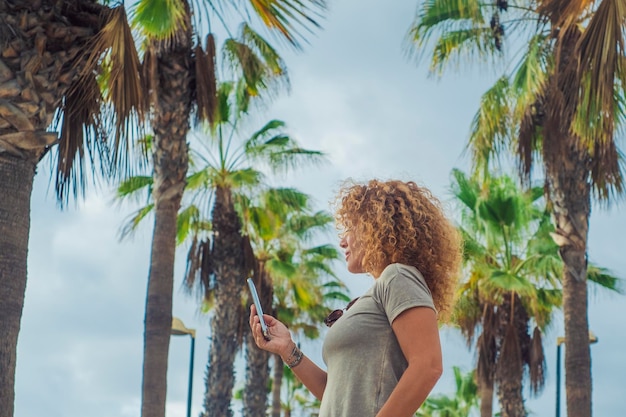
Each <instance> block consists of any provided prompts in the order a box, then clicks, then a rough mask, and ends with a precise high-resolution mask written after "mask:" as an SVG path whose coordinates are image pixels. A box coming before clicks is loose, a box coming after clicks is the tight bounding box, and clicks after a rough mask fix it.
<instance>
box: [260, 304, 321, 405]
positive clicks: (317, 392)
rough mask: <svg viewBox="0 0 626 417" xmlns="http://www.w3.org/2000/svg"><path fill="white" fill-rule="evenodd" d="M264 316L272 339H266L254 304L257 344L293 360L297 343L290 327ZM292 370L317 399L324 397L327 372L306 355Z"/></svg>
mask: <svg viewBox="0 0 626 417" xmlns="http://www.w3.org/2000/svg"><path fill="white" fill-rule="evenodd" d="M263 318H264V319H265V322H266V323H267V328H268V331H269V335H270V340H265V338H264V337H263V333H262V331H261V323H260V321H259V317H258V316H257V314H256V308H255V307H254V305H252V306H251V310H250V328H251V329H252V335H253V336H254V341H255V343H256V345H257V346H258V347H259V348H261V349H263V350H267V351H268V352H272V353H276V354H278V355H280V357H281V358H282V359H283V361H285V362H289V361H291V360H292V359H293V357H290V356H291V354H292V352H293V348H294V346H296V344H295V342H294V341H293V340H292V339H291V333H290V332H289V329H287V327H286V326H285V325H284V324H283V323H281V322H280V321H278V320H276V319H275V318H274V317H272V316H269V315H267V314H264V315H263ZM291 370H292V371H293V373H294V374H295V375H296V376H297V377H298V379H299V380H300V381H301V382H302V383H303V384H304V386H306V387H307V388H308V390H309V391H311V393H312V394H313V395H314V396H315V397H316V398H317V399H319V400H321V399H322V395H323V394H324V389H325V388H326V372H325V371H324V370H322V369H321V368H320V367H319V366H317V365H316V364H315V363H314V362H313V361H311V360H310V359H309V358H307V357H306V356H303V357H302V360H301V361H300V363H298V364H297V365H296V366H294V367H293V368H291Z"/></svg>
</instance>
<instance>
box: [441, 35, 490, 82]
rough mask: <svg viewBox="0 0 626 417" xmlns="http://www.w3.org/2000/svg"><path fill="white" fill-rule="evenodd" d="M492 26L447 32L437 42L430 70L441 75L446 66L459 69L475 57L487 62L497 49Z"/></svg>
mask: <svg viewBox="0 0 626 417" xmlns="http://www.w3.org/2000/svg"><path fill="white" fill-rule="evenodd" d="M495 45H496V44H495V43H494V42H493V30H492V29H491V28H490V27H476V28H468V29H459V30H454V31H449V32H445V33H444V34H442V35H441V36H440V37H439V38H438V39H437V40H436V42H435V45H434V47H433V55H432V59H431V62H430V72H431V73H433V74H436V75H438V76H441V75H442V74H443V71H444V69H445V68H446V66H447V65H448V64H449V65H453V66H455V67H456V68H457V69H458V68H460V67H461V66H465V65H467V61H468V60H472V59H474V58H476V59H477V62H478V63H485V61H489V60H490V58H491V57H493V56H494V55H495V54H496V52H497V50H496V46H495Z"/></svg>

────────────────

Pictures excluded, repeat exactly the lines from the top of the material through the line with "positive clicks: (317, 392)", including both of those lines.

Each <instance> block consists of any provided prompts in the order a box, then clicks, then a rough mask, and ends with a precise high-resolution mask written after "mask:" as an SVG path whose coordinates are image pixels. A box coming before clicks is loose, a box coming after clicks is the tight bounding box, and clicks after a rough mask fix it.
<instance>
box: [260, 304, 321, 405]
positive clicks: (317, 392)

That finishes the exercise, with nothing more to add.